§ Exercise 1:
Answer these questions from the text on Joseph-Pierre Braemt, one answer a line, marked as the questions are:
(a) At which institution in Brussels was he appointed general engraver?
(b) What did his 1826 medal commemorate?
(c) What national motto appears on the copper pennies?

§ Text block:
Joseph-Pierre Braemt (15 June 1796 – 2 December 1864) was a Belgian medalist and coin designer.

Biography 

After training at the academies of Ghent and then Brussels, Joseph-Pierre Braemt perfected his craft in Paris with the engraver André Galle and Baron François Joseph Bosio, a renowned sculptor of the time.

He was appointed general engraver of the Hôtel des Monnaies in Brussels and produced the first Belgian coins.

He was a founding member of the Royal Academy of Science, Letters and Fine Arts of Belgium.

Works 

His work includes the following:

1826 : medal commemorating the completion of the digging of a canal between the Haine and the Escaut, under the government of the Kingdom of the Netherlands,
1830 : medal of recognition to the Garde civique, under the Provisional Government of Belgium,
Starting in 1832 :
silver franc coins with the portrait of King Leopold I (5 silver francs, 2 1/2 silver francs, 2 silver francs, 1 silver franc, 1/2 silver franc, 1/4 silver franc, 20 centimes silver),
copper pennies with the Belgian lion and the national motto, in French, "l'union fait la force" (10 cents, 5 cents, 2 cents and 1 penny).

§ Exercise 2: Recast the records from the line with "Where can the pink" up to and including the last line of the records as a Markdown table with the columns Number and Record line, one row per line and blank lines left out.

§ Materials provided:
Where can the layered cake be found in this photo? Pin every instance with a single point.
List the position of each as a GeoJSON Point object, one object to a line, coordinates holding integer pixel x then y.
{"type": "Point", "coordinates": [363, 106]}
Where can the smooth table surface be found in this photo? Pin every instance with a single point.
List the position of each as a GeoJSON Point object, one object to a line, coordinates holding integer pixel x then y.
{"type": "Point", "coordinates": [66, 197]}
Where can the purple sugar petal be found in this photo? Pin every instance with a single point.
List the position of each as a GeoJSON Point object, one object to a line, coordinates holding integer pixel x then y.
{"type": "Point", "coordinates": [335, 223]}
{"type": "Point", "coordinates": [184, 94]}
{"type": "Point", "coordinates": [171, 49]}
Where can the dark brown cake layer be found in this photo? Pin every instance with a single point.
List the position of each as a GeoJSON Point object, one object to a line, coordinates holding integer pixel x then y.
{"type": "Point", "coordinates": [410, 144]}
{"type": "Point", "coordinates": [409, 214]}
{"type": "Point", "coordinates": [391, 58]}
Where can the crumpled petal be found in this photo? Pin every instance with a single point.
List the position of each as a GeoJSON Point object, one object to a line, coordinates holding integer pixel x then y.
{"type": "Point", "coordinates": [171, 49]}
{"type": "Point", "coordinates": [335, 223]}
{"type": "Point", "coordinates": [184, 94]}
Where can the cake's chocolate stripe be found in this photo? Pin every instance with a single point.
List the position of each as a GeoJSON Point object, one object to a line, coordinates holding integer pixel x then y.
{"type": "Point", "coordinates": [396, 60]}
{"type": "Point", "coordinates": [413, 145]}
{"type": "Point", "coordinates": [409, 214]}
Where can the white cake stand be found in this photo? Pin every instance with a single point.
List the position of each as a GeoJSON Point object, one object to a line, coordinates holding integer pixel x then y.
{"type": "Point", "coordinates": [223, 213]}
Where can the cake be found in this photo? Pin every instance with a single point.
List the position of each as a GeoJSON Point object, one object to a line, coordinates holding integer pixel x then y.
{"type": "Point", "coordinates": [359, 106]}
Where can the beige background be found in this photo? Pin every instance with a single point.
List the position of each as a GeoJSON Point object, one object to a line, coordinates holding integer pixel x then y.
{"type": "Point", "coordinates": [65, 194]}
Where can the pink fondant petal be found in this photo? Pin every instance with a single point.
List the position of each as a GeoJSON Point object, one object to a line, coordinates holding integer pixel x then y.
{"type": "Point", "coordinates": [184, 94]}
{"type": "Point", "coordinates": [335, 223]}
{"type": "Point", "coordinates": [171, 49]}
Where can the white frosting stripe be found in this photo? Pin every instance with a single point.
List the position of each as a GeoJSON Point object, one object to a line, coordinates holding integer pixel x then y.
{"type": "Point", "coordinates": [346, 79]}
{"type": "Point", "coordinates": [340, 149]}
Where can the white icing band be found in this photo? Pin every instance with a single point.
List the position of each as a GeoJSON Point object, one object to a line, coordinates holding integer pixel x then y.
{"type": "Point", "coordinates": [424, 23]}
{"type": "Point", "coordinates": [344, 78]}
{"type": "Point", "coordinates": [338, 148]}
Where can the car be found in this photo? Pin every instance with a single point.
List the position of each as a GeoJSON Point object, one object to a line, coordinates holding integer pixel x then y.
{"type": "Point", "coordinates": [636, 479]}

§ Finished answer 1:
(a) The Hôtel des Monnaies.
(b) The completion of the digging of a canal between the Haine and the Escaut.
(c) "l'union fait la force"

§ Finished answer 2:
| Number | Record line |
|---|---|
| 1 | Where can the pink fondant petal be found in this photo? Pin every instance with a single point. |
| 2 | List the position of each as a GeoJSON Point object, one object to a line, coordinates holding integer pixel x then y. |
| 3 | {"type": "Point", "coordinates": [184, 94]} |
| 4 | {"type": "Point", "coordinates": [335, 223]} |
| 5 | {"type": "Point", "coordinates": [171, 49]} |
| 6 | Where can the white frosting stripe be found in this photo? Pin every instance with a single point. |
| 7 | List the position of each as a GeoJSON Point object, one object to a line, coordinates holding integer pixel x then y. |
| 8 | {"type": "Point", "coordinates": [346, 79]} |
| 9 | {"type": "Point", "coordinates": [340, 149]} |
| 10 | Where can the white icing band be found in this photo? Pin every instance with a single point. |
| 11 | List the position of each as a GeoJSON Point object, one object to a line, coordinates holding integer pixel x then y. |
| 12 | {"type": "Point", "coordinates": [424, 23]} |
| 13 | {"type": "Point", "coordinates": [344, 78]} |
| 14 | {"type": "Point", "coordinates": [338, 148]} |
| 15 | Where can the car be found in this photo? Pin every instance with a single point. |
| 16 | List the position of each as a GeoJSON Point object, one object to a line, coordinates holding integer pixel x then y. |
| 17 | {"type": "Point", "coordinates": [636, 479]} |